**Dataset extract**
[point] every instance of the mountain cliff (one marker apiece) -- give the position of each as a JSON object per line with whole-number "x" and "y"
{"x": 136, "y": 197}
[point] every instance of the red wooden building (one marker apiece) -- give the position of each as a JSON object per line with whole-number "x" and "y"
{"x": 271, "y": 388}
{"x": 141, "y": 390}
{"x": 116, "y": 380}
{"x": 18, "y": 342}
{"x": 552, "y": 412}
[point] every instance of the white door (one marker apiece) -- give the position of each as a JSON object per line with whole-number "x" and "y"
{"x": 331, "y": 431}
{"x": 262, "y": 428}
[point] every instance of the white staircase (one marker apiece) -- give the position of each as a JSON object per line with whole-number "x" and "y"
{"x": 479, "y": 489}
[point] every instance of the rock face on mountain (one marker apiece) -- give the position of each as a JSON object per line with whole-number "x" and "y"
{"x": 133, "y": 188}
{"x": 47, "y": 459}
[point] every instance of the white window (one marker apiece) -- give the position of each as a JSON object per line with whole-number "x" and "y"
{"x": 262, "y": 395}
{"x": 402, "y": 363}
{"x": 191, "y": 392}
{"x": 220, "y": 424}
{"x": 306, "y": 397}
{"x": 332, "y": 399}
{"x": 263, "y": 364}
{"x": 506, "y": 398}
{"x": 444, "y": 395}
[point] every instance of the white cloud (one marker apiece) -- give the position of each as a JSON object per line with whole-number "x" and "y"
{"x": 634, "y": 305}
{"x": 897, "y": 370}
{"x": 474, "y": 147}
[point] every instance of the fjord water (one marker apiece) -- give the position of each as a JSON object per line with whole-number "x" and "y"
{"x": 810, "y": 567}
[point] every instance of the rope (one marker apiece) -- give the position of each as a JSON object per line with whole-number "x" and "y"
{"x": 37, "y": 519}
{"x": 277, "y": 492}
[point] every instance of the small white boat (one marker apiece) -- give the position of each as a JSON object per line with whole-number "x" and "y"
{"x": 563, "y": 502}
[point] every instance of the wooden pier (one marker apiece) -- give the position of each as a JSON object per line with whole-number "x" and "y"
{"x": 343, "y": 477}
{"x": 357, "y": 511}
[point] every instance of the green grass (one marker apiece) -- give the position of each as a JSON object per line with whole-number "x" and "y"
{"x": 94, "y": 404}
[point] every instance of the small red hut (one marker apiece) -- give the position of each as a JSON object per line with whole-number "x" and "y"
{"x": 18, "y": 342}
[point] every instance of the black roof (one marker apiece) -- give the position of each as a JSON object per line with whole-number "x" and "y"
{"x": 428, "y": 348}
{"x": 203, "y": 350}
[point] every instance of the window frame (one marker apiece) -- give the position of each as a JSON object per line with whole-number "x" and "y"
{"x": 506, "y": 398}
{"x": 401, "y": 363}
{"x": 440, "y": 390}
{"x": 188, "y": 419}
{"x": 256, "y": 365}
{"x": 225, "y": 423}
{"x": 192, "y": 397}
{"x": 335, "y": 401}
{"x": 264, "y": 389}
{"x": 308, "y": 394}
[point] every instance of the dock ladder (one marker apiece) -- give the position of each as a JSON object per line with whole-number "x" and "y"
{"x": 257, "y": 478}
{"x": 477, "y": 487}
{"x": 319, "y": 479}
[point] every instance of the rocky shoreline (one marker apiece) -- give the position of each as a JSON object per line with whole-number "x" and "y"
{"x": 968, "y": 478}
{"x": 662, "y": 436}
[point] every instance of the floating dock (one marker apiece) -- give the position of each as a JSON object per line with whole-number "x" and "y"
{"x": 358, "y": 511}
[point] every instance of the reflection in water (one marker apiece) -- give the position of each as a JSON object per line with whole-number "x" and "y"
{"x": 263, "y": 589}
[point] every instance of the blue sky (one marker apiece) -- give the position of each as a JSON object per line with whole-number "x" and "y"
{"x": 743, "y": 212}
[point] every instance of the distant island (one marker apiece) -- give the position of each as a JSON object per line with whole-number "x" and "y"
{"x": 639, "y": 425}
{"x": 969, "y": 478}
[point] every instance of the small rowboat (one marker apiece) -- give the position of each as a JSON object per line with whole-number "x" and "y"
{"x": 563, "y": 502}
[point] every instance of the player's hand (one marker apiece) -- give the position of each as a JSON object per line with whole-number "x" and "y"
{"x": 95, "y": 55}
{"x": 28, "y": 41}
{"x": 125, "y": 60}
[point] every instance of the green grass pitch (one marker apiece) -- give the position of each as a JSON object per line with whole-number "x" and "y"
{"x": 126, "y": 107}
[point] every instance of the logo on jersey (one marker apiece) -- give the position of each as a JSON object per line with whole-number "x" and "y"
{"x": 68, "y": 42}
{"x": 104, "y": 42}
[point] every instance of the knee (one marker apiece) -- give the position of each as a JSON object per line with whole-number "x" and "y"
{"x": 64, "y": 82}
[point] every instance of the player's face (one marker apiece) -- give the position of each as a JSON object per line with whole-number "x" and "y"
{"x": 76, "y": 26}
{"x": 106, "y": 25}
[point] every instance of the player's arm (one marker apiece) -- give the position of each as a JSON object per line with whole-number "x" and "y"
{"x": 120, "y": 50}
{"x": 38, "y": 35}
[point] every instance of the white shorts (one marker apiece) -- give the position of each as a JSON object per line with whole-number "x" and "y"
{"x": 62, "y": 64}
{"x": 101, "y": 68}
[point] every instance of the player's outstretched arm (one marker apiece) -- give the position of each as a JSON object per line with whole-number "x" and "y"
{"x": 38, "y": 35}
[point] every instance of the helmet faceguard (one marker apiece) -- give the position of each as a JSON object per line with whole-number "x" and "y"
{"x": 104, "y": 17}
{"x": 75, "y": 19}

**Task brief**
Please return all of the entries shown above, exactly as they stand.

**Exercise answer**
[point] every instance of the mountain cliff (one marker apiece) -- give the position of each as a JSON object per line with whole-number "x" and "y"
{"x": 136, "y": 197}
[point] every instance of the red wooden building (one marker apiece) -- give the position of each as a JSON object per line with whole-number "x" and "y"
{"x": 271, "y": 388}
{"x": 141, "y": 390}
{"x": 116, "y": 380}
{"x": 18, "y": 342}
{"x": 552, "y": 412}
[point] every instance of the white door (one marker apiece) -- give the position of each as a JSON object per line with whole-number "x" and "y"
{"x": 331, "y": 431}
{"x": 262, "y": 428}
[point] every instance of the white staircase (one marker apiece) -- give the position of each as a JSON object per line with whole-number "x" and "y"
{"x": 479, "y": 489}
[point] every instance of the rock face on mountain (one marker apiece) -- give the position of each as a JSON object per line with whole-number "x" and "y"
{"x": 133, "y": 188}
{"x": 47, "y": 459}
[point] every instance of the white window (one marker apiece) -- give the position of each as a JSON object per line with whole-number "x" and "y"
{"x": 262, "y": 395}
{"x": 402, "y": 363}
{"x": 191, "y": 392}
{"x": 220, "y": 424}
{"x": 306, "y": 397}
{"x": 332, "y": 399}
{"x": 263, "y": 364}
{"x": 506, "y": 398}
{"x": 444, "y": 395}
[point] every instance of the white cloud (one marker apiece) -- give the position of each as a JSON object per line with whole-number "x" and "y"
{"x": 634, "y": 305}
{"x": 897, "y": 370}
{"x": 474, "y": 147}
[point] every instance of the fjord water (one marker apiece) -- give the position of each as a JSON object per line with whole-number "x" and "y"
{"x": 810, "y": 567}
[point] every instance of the rope (one marker apiece) -- give the position of each as a JSON object per line with whole-number "x" and "y"
{"x": 37, "y": 519}
{"x": 277, "y": 492}
[point] every instance of the small white boat (one marker apiece) -- give the position of each as a JSON object per line with whole-number "x" and "y"
{"x": 563, "y": 502}
[point] every instance of the wooden pier (one marker apiece) -- give the position of each as a JSON object per line with whole-number "x" and "y"
{"x": 343, "y": 477}
{"x": 357, "y": 511}
[point] every instance of the green grass (one marker apiece) -- give the position of each as a JSON object per line with whole-number "x" and "y"
{"x": 94, "y": 404}
[point] every instance of the small red hut (one marker apiece) -- give the position of each as a JSON object per line with whole-number "x" and "y"
{"x": 18, "y": 342}
[point] every instance of the black roof (one marker apiece) -- give the position of each as a JSON object per line with whole-number "x" and "y"
{"x": 428, "y": 348}
{"x": 203, "y": 350}
[point] every instance of the window frame (one marker apiece) -- give the position of each as a JSON object per line with whole-number "x" and "y"
{"x": 506, "y": 398}
{"x": 401, "y": 363}
{"x": 440, "y": 390}
{"x": 188, "y": 419}
{"x": 256, "y": 365}
{"x": 225, "y": 423}
{"x": 192, "y": 397}
{"x": 335, "y": 401}
{"x": 264, "y": 389}
{"x": 308, "y": 394}
[point] every instance of the dock ladder (one marker apiece) -- give the position of each as a JSON object per line with whole-number "x" and "y"
{"x": 257, "y": 478}
{"x": 477, "y": 487}
{"x": 319, "y": 479}
[point] every instance of the rocky shoreline (one marker apiece) -- give the position of each as a JSON object per line with whole-number "x" and "y"
{"x": 968, "y": 478}
{"x": 662, "y": 436}
[point] every instance of the floating dock (one marker apiece) -- give the position of each as a JSON object per line with whole-number "x" and "y"
{"x": 358, "y": 511}
[point] every instance of the reflection in water (one marker apiece) -- give the position of each as a JSON object per line with whole-number "x" and "y"
{"x": 263, "y": 589}
[point] every instance of the blue sky (one marker apiece) -- give the position of each as a JSON object per line with whole-number "x" and "y"
{"x": 743, "y": 212}
[point] every instance of the distant island (one marker apiece) -- give the position of each as a JSON object per line with whole-number "x" and "y"
{"x": 639, "y": 425}
{"x": 969, "y": 478}
[point] every instance of the small rowboat (one marker apiece) -- give the position of each as a JSON object per line with whole-number "x" and "y"
{"x": 563, "y": 502}
[point] every instance of the player's hand (one marker apiece) -- give the position of each as a JSON object per line with whole-number "x" and "y"
{"x": 95, "y": 55}
{"x": 28, "y": 41}
{"x": 125, "y": 60}
[point] every instance of the green grass pitch (one marker apiece) -- give the position of each as a JSON object per line with whole-number "x" and "y"
{"x": 126, "y": 107}
[point] every instance of the logo on jersey (one marker apiece) -- give the position of each as a JSON object per line with whole-number "x" and "y"
{"x": 68, "y": 42}
{"x": 104, "y": 42}
[point] every instance of the knee (one marker apiece) -- give the position of each as a JSON object per line with whole-number "x" and "y"
{"x": 64, "y": 82}
[point] every instance of the player's face (one marker apiece) -- give the position of each as a JSON object per line with whole-number "x" and "y"
{"x": 76, "y": 26}
{"x": 106, "y": 25}
[point] every instance of the player's arm (one marker apiece) -- give the position of each as a JSON object per line with whole-number "x" and "y"
{"x": 120, "y": 50}
{"x": 38, "y": 35}
[point] every instance of the white shorts (one marker apiece) -- give the position of each as a JSON object per line with whole-number "x" and "y"
{"x": 62, "y": 64}
{"x": 101, "y": 68}
[point] every instance of the player's outstretched arm (one marker apiece) -- give the position of each as a JSON object per line with whole-number "x" and "y"
{"x": 38, "y": 35}
[point] every instance of the helmet faceguard (one marker apiece) -- give the position of each as a JSON object per line with whole-number "x" and "y"
{"x": 104, "y": 17}
{"x": 75, "y": 19}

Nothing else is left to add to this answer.